There’s a problem though: Intel’s 1.2 GHz Atom Z600 chip is under-clocked to run at 600 MHz in the F-07C, and that won’t bring stellar performance to the phone’s Windows personality. Fujitsu could probably boost the chip to run at full speed, but the handset would then use more power and that quoted “up to two hours” of Windows runtime might be closer to one. Even worse, once you run down your battery using Windows, you’re stuck without a mobile phone.

Don’t get me wrong; the concept of a full computer in your pocket has sounded cool for years. In a world of smartphones and post-PC devices, however, this approach by Fujitsu takes a traditional computer view, and some would argue that today’s smartphones essentially are pocketable computers. It also exemplifies that some companies still don’t understand the mobile space and sadly appear destined to become mobile losers.

10 Responses to “Windows 7 on a phone: the 2-hour post-PC device”

  1. Fernando Miralles-Wilhelm

    Well, Viliv got the N5 with 3G to market about a year ago, and it has a 5-6 hour battery life in pocketable size. I would not buy it (I don’t need W7 in my pocket), but this product by Fujitsu seems inferior at this point in the game anyway.

  2. Laughing_Boy48

    Wintards and their urgent need for a Windows desktop in their pocket. They’ll never learn that it’s the most stupidest idea ever. It would be easier for them just to put desktop computer-sized pockets on their pants. 99% of the consumer population would immediately hate the idea of running Windows desktop on a smartphone. Mark this smartphone as another failure in a long, long line of attempts at running Windows desktop on a hand-held device. If Fujitsu manages to sell 1,000 of these tech-nerd smartphones, color me astounded.

  3. Wait, are you saying Intel’s BEST Atom so far that is supposed to compete with ARM has to be underclocked to 600 MHZ and it STILL keeps the phone powered for only 2 hours?

    Intel is in a worse situation than I thought. They should stop competing with ARM using Atom, like right now. If they still aren’t even close to being competitive in 2011, that means they’ll waste a few more years just to improve it, but ARM won’t stand still.

  4. Stuart

    Fujitsu builds this device for the Japanese market only. They have much different needs than the US market. Their version of Symbian is not for the UI like Symbian 3 but more for the internals. It’s perfectly adequate for that. It will be nice if someone can take that device and put other OS on it.

  5. Nigel Tufnel

    Let’s see, they probably spent at least $10M on R&D and tooling on this, and they’ll probably sell, at most, about 10,000 of them, and I think I’m being charitable. So even if they sell each on for $700, it could cost Nokia about $300 for each one they sell. Great business sense, I can’t believe they’re struggling with such great ideas.

• _Listed records_

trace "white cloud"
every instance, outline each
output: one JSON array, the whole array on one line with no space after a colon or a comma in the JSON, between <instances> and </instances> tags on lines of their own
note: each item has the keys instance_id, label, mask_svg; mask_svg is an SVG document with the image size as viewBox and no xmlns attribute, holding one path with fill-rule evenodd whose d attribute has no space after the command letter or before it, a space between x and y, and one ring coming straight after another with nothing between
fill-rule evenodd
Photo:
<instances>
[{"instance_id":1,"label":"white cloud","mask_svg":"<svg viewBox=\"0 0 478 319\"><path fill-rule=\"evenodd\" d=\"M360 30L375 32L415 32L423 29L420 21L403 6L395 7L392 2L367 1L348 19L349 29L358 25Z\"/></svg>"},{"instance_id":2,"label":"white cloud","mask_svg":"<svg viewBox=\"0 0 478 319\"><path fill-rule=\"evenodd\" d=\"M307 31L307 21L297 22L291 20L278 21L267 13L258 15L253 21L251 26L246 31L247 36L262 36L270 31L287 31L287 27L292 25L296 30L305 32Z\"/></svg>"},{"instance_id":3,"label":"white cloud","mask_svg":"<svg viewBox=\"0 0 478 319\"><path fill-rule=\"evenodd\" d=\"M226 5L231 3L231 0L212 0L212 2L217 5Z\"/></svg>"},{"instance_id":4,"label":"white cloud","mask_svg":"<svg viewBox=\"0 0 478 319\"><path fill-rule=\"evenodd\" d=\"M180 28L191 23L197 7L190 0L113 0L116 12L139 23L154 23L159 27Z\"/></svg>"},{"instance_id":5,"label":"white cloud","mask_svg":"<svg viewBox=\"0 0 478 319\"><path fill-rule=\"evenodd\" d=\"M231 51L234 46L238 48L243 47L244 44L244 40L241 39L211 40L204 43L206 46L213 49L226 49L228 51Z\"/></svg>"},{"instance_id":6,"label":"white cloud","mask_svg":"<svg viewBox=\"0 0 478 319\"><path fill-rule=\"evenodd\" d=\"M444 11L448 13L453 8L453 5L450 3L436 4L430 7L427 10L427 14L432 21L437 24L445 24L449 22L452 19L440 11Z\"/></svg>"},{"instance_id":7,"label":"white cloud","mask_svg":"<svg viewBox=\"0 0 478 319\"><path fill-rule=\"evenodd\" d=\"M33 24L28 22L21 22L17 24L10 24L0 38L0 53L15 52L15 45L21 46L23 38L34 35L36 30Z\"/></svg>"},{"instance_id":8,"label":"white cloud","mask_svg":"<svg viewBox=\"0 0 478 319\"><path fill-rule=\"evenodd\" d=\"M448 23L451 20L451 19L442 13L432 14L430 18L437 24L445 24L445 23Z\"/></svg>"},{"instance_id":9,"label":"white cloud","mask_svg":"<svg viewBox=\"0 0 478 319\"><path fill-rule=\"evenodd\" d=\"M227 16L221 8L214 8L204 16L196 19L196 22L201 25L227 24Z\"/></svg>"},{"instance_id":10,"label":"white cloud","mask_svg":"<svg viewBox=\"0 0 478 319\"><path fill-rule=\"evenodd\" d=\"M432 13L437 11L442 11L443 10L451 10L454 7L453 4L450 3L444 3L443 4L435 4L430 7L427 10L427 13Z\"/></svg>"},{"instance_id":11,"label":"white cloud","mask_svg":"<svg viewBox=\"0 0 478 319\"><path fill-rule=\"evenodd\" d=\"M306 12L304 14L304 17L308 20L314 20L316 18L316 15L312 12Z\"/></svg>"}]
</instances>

• _Goal 1_
Transcribe everything in the Fujitsu phone post from "3. Wait, are" down to "won’t stand still.".
• _Goal 2_
Using the Fujitsu phone post, mark each statement yes or no and quote the words that decide it. (a) The Atom Z600 in the F-07C runs at its full 1.2 GHz. (b) The commenter Fernando Miralles-Wilhelm says the Viliv N5 has a 5-6 hour battery life. (c) The commenter Stuart says Fujitsu builds the device for the Japanese market only.

• _Written solution 1_
3. Wait, are you saying Intel’s BEST Atom so far that is supposed to compete with ARM has to be underclocked to 600 MHZ and it STILL keeps the phone powered for only 2 hours?

    Intel is in a worse situation than I thought. They should stop competing with ARM using Atom, like right now. If they still aren’t even close to being competitive in 2011, that means they’ll waste a few more years just to improve it, but ARM won’t stand still.

• _Written solution 2_
(a) No: "Intel’s 1.2 GHz Atom Z600 chip is under-clocked to run at 600 MHz in the F-07C"
(b) Yes: "it has a 5-6 hour battery life in pocketable size"
(c) Yes: "Fujitsu builds this device for the Japanese market only."